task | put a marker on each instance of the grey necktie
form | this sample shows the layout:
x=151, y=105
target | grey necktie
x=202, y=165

------------

Problem details >> Output every one of the lines above word for word, without any changes.

Solution for this task >>
task | put a marker on each instance of the grey necktie
form | this sample shows the layout:
x=151, y=105
target | grey necktie
x=202, y=165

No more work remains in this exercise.